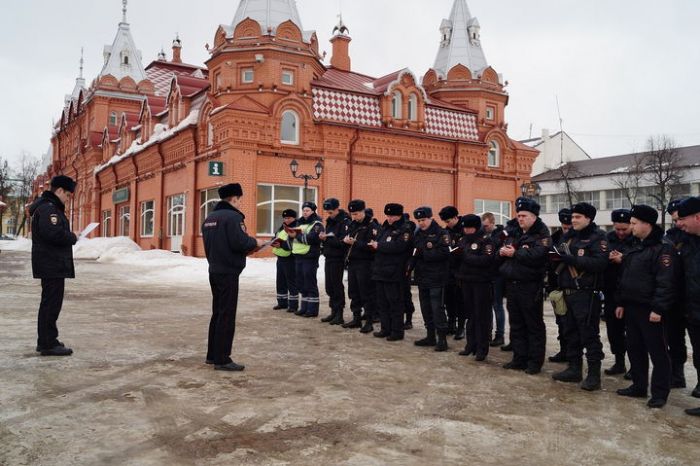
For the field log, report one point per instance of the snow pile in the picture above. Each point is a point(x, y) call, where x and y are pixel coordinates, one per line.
point(93, 249)
point(19, 244)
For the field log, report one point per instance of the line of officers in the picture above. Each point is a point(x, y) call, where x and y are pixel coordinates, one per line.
point(645, 283)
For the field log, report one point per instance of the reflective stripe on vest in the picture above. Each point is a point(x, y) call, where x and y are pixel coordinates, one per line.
point(299, 248)
point(279, 252)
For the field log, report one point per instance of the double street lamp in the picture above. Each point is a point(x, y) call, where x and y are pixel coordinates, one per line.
point(294, 167)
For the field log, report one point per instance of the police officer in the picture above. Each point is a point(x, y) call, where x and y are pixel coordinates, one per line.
point(307, 249)
point(676, 322)
point(287, 292)
point(475, 275)
point(52, 260)
point(552, 283)
point(431, 252)
point(456, 312)
point(334, 251)
point(523, 266)
point(619, 240)
point(226, 245)
point(392, 246)
point(645, 296)
point(689, 222)
point(584, 257)
point(361, 290)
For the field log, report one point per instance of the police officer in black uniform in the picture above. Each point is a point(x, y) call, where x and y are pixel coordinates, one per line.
point(523, 266)
point(361, 289)
point(619, 240)
point(553, 283)
point(334, 251)
point(52, 260)
point(584, 258)
point(475, 274)
point(689, 222)
point(431, 251)
point(645, 297)
point(456, 312)
point(392, 246)
point(226, 244)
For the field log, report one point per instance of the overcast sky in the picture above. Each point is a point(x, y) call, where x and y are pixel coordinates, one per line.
point(622, 70)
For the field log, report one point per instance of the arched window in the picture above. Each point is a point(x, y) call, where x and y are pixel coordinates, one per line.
point(494, 154)
point(290, 127)
point(413, 107)
point(396, 103)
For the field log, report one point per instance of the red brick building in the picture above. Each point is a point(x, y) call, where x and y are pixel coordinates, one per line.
point(150, 146)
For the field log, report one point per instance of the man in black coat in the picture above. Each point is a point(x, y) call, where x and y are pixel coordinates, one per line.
point(619, 241)
point(392, 246)
point(431, 251)
point(689, 222)
point(584, 257)
point(334, 251)
point(226, 244)
point(645, 296)
point(523, 266)
point(52, 260)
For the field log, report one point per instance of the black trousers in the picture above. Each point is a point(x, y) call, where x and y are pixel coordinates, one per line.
point(334, 284)
point(361, 289)
point(287, 291)
point(582, 327)
point(222, 326)
point(614, 326)
point(478, 300)
point(528, 334)
point(644, 340)
point(390, 307)
point(433, 310)
point(52, 291)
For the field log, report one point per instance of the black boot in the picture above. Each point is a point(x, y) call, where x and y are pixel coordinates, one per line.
point(592, 382)
point(572, 374)
point(677, 376)
point(429, 340)
point(619, 366)
point(354, 323)
point(442, 342)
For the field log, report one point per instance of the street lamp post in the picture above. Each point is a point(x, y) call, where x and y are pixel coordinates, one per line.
point(294, 167)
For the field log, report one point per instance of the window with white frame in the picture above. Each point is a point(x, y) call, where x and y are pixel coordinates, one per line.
point(247, 75)
point(147, 218)
point(288, 77)
point(207, 201)
point(499, 209)
point(413, 107)
point(124, 220)
point(396, 104)
point(106, 223)
point(494, 158)
point(290, 128)
point(176, 215)
point(273, 199)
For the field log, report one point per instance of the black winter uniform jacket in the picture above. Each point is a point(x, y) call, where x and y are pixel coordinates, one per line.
point(648, 274)
point(52, 240)
point(530, 260)
point(226, 242)
point(432, 251)
point(394, 246)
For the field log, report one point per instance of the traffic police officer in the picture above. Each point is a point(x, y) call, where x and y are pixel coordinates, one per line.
point(52, 260)
point(645, 296)
point(287, 292)
point(334, 251)
point(226, 244)
point(524, 261)
point(581, 279)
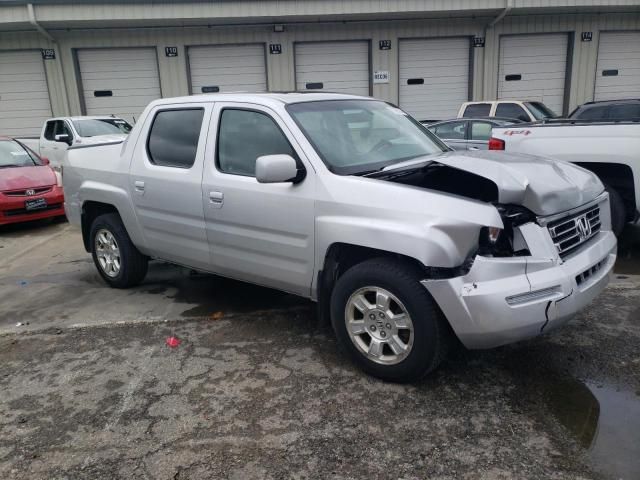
================
### Work to complete
If an entry above contains a picture, leave that picture out and copy everything else exactly.

### Response to the task
For the field log, report one point per instance of the snow pile in the picture above. Each point is a point(x, y) call, where x and y are pixel coordinates, one per line.
point(93, 249)
point(19, 244)
For the field log, report one point per instance of the line of officers in the picture above. Each point is a point(x, y) call, where x and y are pixel coordinates, one per line.
point(645, 283)
For the field log, report one point per instance of the reflective stripe on vest in the picture above. Each point is a point(x, y) call, where x and y are pixel coordinates, one per line.
point(299, 248)
point(279, 252)
For the field log, report one point per instance of the double street lamp in the picture above. Each point is a point(x, y) call, where x and y are pixel coordinates, one per line.
point(294, 167)
For the field log, report one point per instance of the police officer in the picture above. Each point is a point(x, y) call, where x and y are pixel coordinates, one per line.
point(307, 249)
point(676, 322)
point(287, 292)
point(475, 275)
point(52, 260)
point(552, 283)
point(431, 252)
point(456, 312)
point(334, 251)
point(523, 266)
point(619, 240)
point(226, 245)
point(392, 246)
point(645, 296)
point(689, 222)
point(584, 257)
point(361, 290)
For the field log, report one point per instance of the police officer in black uniform in the picture above. Each point is a point(x, y) call, where x and y are pixel coordinates, one per line.
point(523, 266)
point(361, 289)
point(619, 240)
point(553, 283)
point(334, 251)
point(52, 260)
point(584, 258)
point(475, 274)
point(689, 222)
point(431, 251)
point(645, 297)
point(456, 312)
point(392, 246)
point(226, 244)
For the field log, report one point per instance of the overcast sky in the picture above. Each point is a point(x, y) call, where x and y are pixel coordinates, one per line.
point(622, 70)
For the field log, report one point per instance of the arched window in the picture above. Each point is a point(x, y) call, where x and y are pixel coordinates, one per line.
point(494, 154)
point(290, 127)
point(413, 107)
point(396, 103)
For the field log, report one point per instance of the red brick building in the picture above. Each point is a point(x, y) call, where x and y are pixel coordinates, one per line.
point(150, 146)
For the field log, report one point per instance of the man in black coat in the picture above. Each point is a point(x, y) call, where x and y are pixel coordinates, one per line.
point(619, 241)
point(392, 246)
point(431, 251)
point(689, 222)
point(584, 257)
point(334, 251)
point(226, 244)
point(645, 296)
point(523, 266)
point(52, 260)
For the field log, report one point per instance of the black trousers in the picture above. Each point is a point(x, y) call, where x and y are pixel coordinates, one per line.
point(334, 284)
point(361, 289)
point(287, 291)
point(582, 327)
point(222, 326)
point(614, 326)
point(478, 300)
point(528, 334)
point(644, 340)
point(390, 307)
point(433, 310)
point(52, 291)
For the field log, report one point per instance of the black boot in the picture above. Each point is a point(x, y) call, where x and y are pixel coordinates, one per line.
point(592, 382)
point(572, 374)
point(677, 376)
point(429, 340)
point(619, 366)
point(354, 323)
point(442, 342)
For the field log, report one point per instance of the street lamp post in the picture above. Each point is a point(x, y) call, where x and y are pixel coordinates, one per line.
point(294, 167)
For the field log, report one point per instance of the window with white frame in the picture above. Each point is a point(x, y) call, where x and y are pixel coordinates, one per line.
point(247, 75)
point(147, 218)
point(288, 77)
point(207, 201)
point(499, 209)
point(413, 107)
point(124, 220)
point(396, 104)
point(106, 223)
point(494, 158)
point(290, 128)
point(176, 215)
point(273, 199)
For the field log, report one point per instance of the black winter uniform jacket in the picture above. Each point is a point(x, y) call, where x and y are pixel coordinates, one per line.
point(648, 274)
point(52, 240)
point(530, 260)
point(226, 242)
point(432, 251)
point(394, 246)
For the field log, report one point per instance of the traffic police officer in the picture above. Each point is a point(x, y) call, where x and y are pixel coordinates, one per line.
point(52, 260)
point(645, 296)
point(287, 292)
point(334, 251)
point(226, 244)
point(524, 261)
point(581, 279)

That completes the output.